**Exercises to complete:**
1 – Which U.S. patent numbers are cited in the text on balloon fabrication patents? List every one.
2 – Can you echo the stretch of the balloon fabrication text from "U.S. Pat. No. 5,746,968" through "not a composite."?

**Excerpted text:**
-*-*-

Balloon fabrication has been extensively addressed in a number of US patents. For example, U.S. Pat. No. 5,868,704 Balloon Catheter Device (Issue date: Feb. 9, 1999, filing date, Jun. 26, 1996) by Campbell, Laguna and Spencer, assigned to W. I. Gore & Associates, describes composite balloon materials where the components are polymers, typically porous polytetrafluorethylene (PTFE) films combined with an elastomer to achieve some of the properties described above. One particular embodiment involves helically wound ribbons progressing in opposite directions to each other with specific pitch between the adjacent turns of the ribbon. The layers are thermally bonded to each other.
U.S. Pat. No. 5,506,049 of Swei and Arthur, assigned to Rogers Corp. is titled Particulate Filled Composite Film and Method of Making Same, and teaches the fabrication of films made with fluoropolymers filled with small particles for use as dielectric substrates.
U.S. Pat. No. 4,330,587 of Woodbrey, assigned to Monsanto Co. is titled Metal-Thermoplastic-Metal Laminates, teaches the fabrication of films which may be formed easily and exhibit high tensile strength. The core layer is polyamide or polyester sandwiched between aluminum alloy layers. This patent addresses applications calling for relatively thick layers where the core layer is between 0.01 and 0.09 inches (0.25 mm to 2.3 mm), with metal coatings of 0.002 to 0.0085 inches (50 to 210 micrometers).
U.S. Pat. No. 5,587,125 of Roychowdhury, assigned to Schneider (USA) Inc. is titled Non-Coextrusion Method of Making Multi-Layer Angioplasty Balloons, and teaches the fabrication of composite cylinders by fusing concentric tubes which then undergo blow molding.
U.S. Pat. No. 5,691,015 of Tsukamoto and Shimizu, assigned to Aicello Chemical Co. in Japan, is titled Composite Film Bags for Packaging, also teaches the fabrication of composite films, but those are used for making large bags suitable for storing chemical agents for agriculture where the outer film may be peeled off and the inner film is water soluble. When it is buried in soil, the film dissolves in water to release the agent.
U.S. Pat. No. 5,746,968 of Radisch, Jr., assigned to Interventional Technologies, Inc. is titled Method for Manufacturing a High Strength Angioplasty Balloon, and presents a method to increase the strength of a polymer balloon by special processing that results in directional orientation of the polymer chains using overstretching the balloon at an appropriate temperature. The method is claimed to preempt pinholes arising from the stretching steps. The balloon is not a composite.
U.S. Pat. No. 5,270,086 of Hamlin, assigned to Schneider (USA), with the title Multilayer Extrusion of Angioplasty Balloons, and presents a method to fabricate multiplayer balloons by co-extrusion, which have stable dimensions when stretched by pressurization.
U.S. Pat. No. 5,647,848 of Jorgensen, assigned to Meadox Medical, Inc., with the title High Strength Low Compliance Composite Balloon for Balloon Catheters, presents an elastomeric film that is restricted in its expansion under pressure by a constraining structure of filaments of high strength polymers such as Aramide, polyethylene or steel, carbon and so on. The result is a balloon strengthened against overexpansion by the helical filaments wound counter to one another.
Nylon 12 based nano-composites with low percentages of loading, on the order of a 2–5 percent, have achieved a significant (65%) decrease in the composite's flexural modulus and an even more significant (135%) increase in elongation. These properties seem to be needed for future angioplasty balloons as well as for stent deployment systems.

-*-*-

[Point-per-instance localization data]
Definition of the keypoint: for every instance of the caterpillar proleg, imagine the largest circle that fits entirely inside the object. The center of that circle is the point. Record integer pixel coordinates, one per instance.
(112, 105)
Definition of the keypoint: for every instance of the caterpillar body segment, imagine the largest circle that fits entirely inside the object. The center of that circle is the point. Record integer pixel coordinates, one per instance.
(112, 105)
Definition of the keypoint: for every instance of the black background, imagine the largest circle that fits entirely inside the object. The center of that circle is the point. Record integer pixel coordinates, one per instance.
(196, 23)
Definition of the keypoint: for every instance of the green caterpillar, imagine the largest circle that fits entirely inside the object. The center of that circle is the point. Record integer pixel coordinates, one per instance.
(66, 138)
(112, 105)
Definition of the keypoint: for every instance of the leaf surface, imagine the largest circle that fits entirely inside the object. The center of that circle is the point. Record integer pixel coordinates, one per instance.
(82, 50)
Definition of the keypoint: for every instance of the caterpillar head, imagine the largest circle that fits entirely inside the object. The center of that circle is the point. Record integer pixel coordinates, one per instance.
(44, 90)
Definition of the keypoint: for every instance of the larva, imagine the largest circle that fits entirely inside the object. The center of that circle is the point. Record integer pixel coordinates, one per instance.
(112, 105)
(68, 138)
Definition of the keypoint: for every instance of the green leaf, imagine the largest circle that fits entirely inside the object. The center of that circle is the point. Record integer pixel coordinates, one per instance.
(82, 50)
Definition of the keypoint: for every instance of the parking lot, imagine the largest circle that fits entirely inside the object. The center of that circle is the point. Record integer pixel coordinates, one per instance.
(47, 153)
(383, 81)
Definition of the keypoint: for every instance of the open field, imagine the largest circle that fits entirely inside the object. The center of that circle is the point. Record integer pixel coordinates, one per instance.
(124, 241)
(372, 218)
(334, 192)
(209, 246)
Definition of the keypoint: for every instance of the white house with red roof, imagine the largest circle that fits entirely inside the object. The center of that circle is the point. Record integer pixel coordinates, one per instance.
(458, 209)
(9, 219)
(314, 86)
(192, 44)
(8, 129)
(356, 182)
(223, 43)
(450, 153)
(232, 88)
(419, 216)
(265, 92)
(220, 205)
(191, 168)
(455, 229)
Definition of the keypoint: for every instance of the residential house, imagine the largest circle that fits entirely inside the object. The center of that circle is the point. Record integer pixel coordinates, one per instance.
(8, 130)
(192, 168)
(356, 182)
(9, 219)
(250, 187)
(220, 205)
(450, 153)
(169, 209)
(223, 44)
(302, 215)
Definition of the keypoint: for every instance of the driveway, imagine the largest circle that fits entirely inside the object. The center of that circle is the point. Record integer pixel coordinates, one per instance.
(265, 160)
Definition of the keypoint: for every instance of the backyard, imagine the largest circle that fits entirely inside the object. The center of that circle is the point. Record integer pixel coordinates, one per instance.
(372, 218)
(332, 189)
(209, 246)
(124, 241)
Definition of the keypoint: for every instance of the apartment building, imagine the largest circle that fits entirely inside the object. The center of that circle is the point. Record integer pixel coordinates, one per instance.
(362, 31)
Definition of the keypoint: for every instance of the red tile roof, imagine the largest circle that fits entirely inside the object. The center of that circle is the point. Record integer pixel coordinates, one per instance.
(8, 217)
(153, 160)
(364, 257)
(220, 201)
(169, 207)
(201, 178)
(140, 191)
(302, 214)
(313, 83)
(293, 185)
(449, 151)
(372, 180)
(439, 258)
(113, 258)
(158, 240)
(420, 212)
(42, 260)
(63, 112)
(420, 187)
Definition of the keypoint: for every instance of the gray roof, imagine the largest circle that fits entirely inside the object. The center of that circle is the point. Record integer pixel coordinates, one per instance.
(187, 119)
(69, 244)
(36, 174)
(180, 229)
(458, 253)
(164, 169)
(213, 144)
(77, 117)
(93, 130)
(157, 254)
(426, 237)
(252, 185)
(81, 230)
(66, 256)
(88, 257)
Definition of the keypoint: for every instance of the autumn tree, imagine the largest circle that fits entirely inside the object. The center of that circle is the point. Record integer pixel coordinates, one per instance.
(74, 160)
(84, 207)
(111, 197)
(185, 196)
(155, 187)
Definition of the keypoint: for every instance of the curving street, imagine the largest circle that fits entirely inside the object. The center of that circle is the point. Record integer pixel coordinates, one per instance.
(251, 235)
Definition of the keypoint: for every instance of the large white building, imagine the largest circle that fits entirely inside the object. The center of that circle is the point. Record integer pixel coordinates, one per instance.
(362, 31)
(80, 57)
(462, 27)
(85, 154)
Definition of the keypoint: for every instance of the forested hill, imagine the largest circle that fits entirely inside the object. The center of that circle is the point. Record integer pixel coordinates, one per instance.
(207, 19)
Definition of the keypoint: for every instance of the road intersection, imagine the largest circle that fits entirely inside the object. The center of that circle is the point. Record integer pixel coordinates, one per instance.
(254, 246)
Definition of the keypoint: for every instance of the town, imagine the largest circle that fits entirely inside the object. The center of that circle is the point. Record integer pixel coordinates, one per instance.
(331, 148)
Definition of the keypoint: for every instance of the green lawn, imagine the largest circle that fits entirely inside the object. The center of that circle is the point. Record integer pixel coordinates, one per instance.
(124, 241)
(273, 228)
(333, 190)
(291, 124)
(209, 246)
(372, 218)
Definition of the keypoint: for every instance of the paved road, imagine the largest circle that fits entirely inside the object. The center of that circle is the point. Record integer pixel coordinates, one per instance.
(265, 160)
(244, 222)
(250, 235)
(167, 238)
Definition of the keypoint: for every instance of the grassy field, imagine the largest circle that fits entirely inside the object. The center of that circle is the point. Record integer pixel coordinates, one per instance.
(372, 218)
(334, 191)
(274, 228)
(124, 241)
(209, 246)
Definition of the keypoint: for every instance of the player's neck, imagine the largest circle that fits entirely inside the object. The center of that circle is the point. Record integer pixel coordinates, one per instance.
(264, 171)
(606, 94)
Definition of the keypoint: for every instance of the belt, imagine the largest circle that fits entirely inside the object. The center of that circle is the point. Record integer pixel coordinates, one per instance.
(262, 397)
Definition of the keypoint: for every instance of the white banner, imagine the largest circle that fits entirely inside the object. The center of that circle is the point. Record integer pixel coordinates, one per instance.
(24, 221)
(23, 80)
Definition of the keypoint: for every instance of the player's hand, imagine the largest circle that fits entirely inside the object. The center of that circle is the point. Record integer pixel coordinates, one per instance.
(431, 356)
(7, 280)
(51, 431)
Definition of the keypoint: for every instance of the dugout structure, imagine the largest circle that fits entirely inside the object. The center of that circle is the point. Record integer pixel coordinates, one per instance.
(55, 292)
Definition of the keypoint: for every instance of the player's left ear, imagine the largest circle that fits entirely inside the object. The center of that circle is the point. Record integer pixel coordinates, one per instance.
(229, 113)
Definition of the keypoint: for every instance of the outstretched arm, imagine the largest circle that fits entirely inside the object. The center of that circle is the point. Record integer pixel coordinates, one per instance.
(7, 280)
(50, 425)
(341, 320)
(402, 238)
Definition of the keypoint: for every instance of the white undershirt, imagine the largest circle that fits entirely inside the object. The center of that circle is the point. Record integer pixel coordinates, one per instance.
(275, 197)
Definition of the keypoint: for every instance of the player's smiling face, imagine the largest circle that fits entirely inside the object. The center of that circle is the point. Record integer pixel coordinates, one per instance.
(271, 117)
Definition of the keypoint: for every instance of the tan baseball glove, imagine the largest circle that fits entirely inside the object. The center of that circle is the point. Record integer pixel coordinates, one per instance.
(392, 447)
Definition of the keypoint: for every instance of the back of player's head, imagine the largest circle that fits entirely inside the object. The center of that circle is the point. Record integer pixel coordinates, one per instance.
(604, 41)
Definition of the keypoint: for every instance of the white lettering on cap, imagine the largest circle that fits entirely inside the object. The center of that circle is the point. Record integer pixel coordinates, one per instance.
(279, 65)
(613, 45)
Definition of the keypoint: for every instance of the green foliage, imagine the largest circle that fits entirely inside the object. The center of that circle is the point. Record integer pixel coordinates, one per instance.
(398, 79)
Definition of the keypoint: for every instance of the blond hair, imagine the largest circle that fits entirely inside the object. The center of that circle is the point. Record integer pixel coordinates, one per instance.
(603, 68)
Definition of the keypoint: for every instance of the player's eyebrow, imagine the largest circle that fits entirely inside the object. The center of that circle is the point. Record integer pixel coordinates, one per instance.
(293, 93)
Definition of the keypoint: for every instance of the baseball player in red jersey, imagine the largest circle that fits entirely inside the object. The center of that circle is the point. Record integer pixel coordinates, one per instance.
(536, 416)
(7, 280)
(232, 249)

-*-*-

**Set of answers:**
1 – 5,868,704; 5,506,049; 4,330,587; 5,587,125; 5,691,015; 5,746,968; 5,270,086; 5,647,848

2 –
U.S. Pat. No. 5,746,968 of Radisch, Jr., assigned to Interventional Technologies, Inc. is titled Method for Manufacturing a High Strength Angioplasty Balloon, and presents a method to increase the strength of a polymer balloon by special processing that results in directional orientation of the polymer chains using overstretching the balloon at an appropriate temperature. The method is claimed to preempt pinholes arising from the stretching steps. The balloon is not a composite.